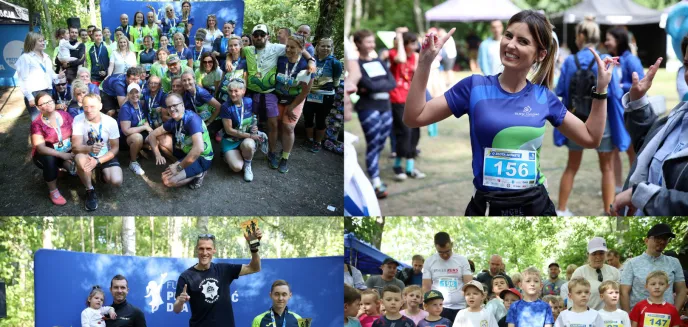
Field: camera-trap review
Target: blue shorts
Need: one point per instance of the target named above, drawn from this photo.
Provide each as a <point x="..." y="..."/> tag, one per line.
<point x="200" y="165"/>
<point x="606" y="145"/>
<point x="229" y="145"/>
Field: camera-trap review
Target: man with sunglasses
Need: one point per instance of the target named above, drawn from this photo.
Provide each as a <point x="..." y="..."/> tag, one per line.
<point x="636" y="269"/>
<point x="447" y="272"/>
<point x="190" y="145"/>
<point x="261" y="63"/>
<point x="205" y="286"/>
<point x="596" y="271"/>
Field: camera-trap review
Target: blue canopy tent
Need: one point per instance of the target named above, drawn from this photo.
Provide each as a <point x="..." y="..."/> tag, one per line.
<point x="364" y="256"/>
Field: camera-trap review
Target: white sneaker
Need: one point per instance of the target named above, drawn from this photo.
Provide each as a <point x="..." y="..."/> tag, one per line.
<point x="136" y="168"/>
<point x="248" y="173"/>
<point x="565" y="213"/>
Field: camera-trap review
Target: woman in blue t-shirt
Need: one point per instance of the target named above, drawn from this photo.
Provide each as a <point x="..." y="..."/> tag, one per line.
<point x="617" y="44"/>
<point x="507" y="115"/>
<point x="614" y="136"/>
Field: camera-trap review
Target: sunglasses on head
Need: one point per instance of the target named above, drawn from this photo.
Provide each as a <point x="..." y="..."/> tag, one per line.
<point x="210" y="236"/>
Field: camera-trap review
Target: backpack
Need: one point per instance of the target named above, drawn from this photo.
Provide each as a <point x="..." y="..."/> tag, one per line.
<point x="580" y="102"/>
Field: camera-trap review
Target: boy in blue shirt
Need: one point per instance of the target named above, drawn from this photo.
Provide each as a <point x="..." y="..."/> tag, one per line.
<point x="530" y="311"/>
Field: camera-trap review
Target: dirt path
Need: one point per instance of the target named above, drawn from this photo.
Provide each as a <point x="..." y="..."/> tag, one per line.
<point x="314" y="182"/>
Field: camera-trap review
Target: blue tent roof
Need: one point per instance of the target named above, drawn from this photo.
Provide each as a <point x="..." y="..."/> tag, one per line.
<point x="364" y="256"/>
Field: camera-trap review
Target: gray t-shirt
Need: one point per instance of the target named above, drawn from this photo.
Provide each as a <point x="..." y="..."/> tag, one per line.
<point x="377" y="283"/>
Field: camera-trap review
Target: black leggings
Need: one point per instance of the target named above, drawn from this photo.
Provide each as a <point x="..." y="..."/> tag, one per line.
<point x="319" y="110"/>
<point x="49" y="164"/>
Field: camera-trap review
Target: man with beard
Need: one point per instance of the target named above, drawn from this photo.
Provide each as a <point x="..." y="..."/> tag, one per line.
<point x="80" y="53"/>
<point x="206" y="285"/>
<point x="636" y="270"/>
<point x="128" y="315"/>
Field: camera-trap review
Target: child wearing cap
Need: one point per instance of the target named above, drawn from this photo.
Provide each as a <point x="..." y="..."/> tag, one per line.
<point x="508" y="296"/>
<point x="352" y="302"/>
<point x="391" y="298"/>
<point x="530" y="311"/>
<point x="495" y="306"/>
<point x="611" y="314"/>
<point x="474" y="314"/>
<point x="412" y="297"/>
<point x="655" y="311"/>
<point x="433" y="303"/>
<point x="580" y="314"/>
<point x="370" y="308"/>
<point x="556" y="303"/>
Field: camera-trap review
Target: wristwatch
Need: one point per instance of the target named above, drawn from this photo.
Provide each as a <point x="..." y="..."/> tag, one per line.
<point x="595" y="95"/>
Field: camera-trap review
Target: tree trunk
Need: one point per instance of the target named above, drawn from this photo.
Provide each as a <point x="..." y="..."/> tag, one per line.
<point x="49" y="22"/>
<point x="202" y="224"/>
<point x="418" y="14"/>
<point x="347" y="17"/>
<point x="152" y="223"/>
<point x="176" y="246"/>
<point x="81" y="228"/>
<point x="47" y="232"/>
<point x="93" y="237"/>
<point x="129" y="235"/>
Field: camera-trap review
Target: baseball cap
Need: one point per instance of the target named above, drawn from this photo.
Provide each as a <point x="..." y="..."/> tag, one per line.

--------

Return the entries above exactly as they appear. Pictures should not be copied.

_Reply to the task_
Field: camera-trap review
Target: blue shorts
Need: one point per instance of the target named above, drawn from this photo.
Provide each as a <point x="..." y="..."/> tag, one per line.
<point x="200" y="165"/>
<point x="606" y="145"/>
<point x="229" y="145"/>
Field: camera-trap review
Target: man with sunglasses
Need: one point per instance of the target named above, drawn from this photo.
Provide each as a <point x="..." y="..."/> tag, one per line.
<point x="636" y="269"/>
<point x="447" y="272"/>
<point x="190" y="145"/>
<point x="261" y="63"/>
<point x="205" y="286"/>
<point x="596" y="271"/>
Field: camera-trap review
Target: blue canopy tent
Need: one point per instance of the target named above, drawn from this photo.
Provide each as a <point x="..." y="..."/> tag, one per line.
<point x="364" y="256"/>
Field: camera-trap review
Target: white sneaker
Need: one point per instance of the target named above, drawn from this photo.
Provide each as a <point x="..." y="..."/> tag, one per line.
<point x="136" y="168"/>
<point x="248" y="173"/>
<point x="565" y="213"/>
Field: camera-trap review
Target: woman in blue t-shirt
Need: one point per instance of the target named above, drawn from this photo.
Provide each as a <point x="..." y="..."/> tag, one per line.
<point x="617" y="44"/>
<point x="507" y="115"/>
<point x="614" y="136"/>
Field: camera-trap review
Target: sunglasses on head
Need: one point per instance of the target named above, drawn from this photo.
Provide each as a <point x="..." y="..."/> tag, one per line.
<point x="210" y="236"/>
Field: camera-trap review
Target: backpack
Need: one point per instance of the target named above, drawn from this photo.
Provide each as a <point x="..." y="..."/> tag, one per line.
<point x="580" y="102"/>
Field: camera-trap review
Target: boy in blue shirt
Need: one point per instance of the target named above, drawn from this photo.
Provide each as a <point x="..." y="..."/> tag, one per line.
<point x="530" y="311"/>
Field: camera-trap review
Target: dirt path
Need: one point per instance of the target named above, drawn from this photo.
Provide each as a <point x="..." y="..."/> tag, one per line.
<point x="314" y="182"/>
Field: camera-trap review
Target: blue tent roof
Need: one point per instance of the target named above, drawn from this photo.
Provide each as a <point x="..." y="..."/> tag, one per line.
<point x="364" y="256"/>
Field: camera-trap review
Target: gray t-shirt
Need: one point per instance of the target named above, drawn from this photo.
Provide each as a <point x="..." y="..."/> tag, one per line.
<point x="377" y="283"/>
Field: camera-trap review
Target: black leggings
Need: one point per instance of the target named above, drawn from this photo.
Provide each as a <point x="..." y="..."/> tag, one per line.
<point x="319" y="110"/>
<point x="49" y="164"/>
Field: camera-trap review
Target: man with beard
Need: one point per instance of the target named above, drawn from this photo.
Provide each as a <point x="..." y="..."/> tag, one per line.
<point x="80" y="53"/>
<point x="206" y="285"/>
<point x="636" y="270"/>
<point x="128" y="315"/>
Field: camera-trap review
Target: child wearing cap
Need: one point per instance of the target named above, drawn from this photo.
Provide each as a <point x="..." y="..."/> tag, one per line.
<point x="508" y="296"/>
<point x="352" y="302"/>
<point x="391" y="298"/>
<point x="530" y="311"/>
<point x="495" y="306"/>
<point x="611" y="314"/>
<point x="474" y="314"/>
<point x="412" y="297"/>
<point x="655" y="311"/>
<point x="433" y="303"/>
<point x="580" y="314"/>
<point x="370" y="308"/>
<point x="556" y="303"/>
Field: camera-trap review
Target: wristwatch
Need: one point per instance of the target named above, drawn from this photo.
Provide each as a <point x="..." y="..."/> tag, one per line.
<point x="595" y="95"/>
Field: camera-trap review
Target: tree trunk
Need: one point per instance of the target named above, drawn from this photo.
Provide each as a <point x="..." y="..."/> tag, one per line.
<point x="49" y="22"/>
<point x="202" y="224"/>
<point x="418" y="14"/>
<point x="347" y="17"/>
<point x="152" y="223"/>
<point x="176" y="246"/>
<point x="81" y="228"/>
<point x="47" y="232"/>
<point x="93" y="237"/>
<point x="129" y="235"/>
Field: camera-trap review
Target: baseball cap
Need: one point per instance of the target named above, drawn from this photo.
Provide each as a <point x="..." y="..."/> tag, one per line.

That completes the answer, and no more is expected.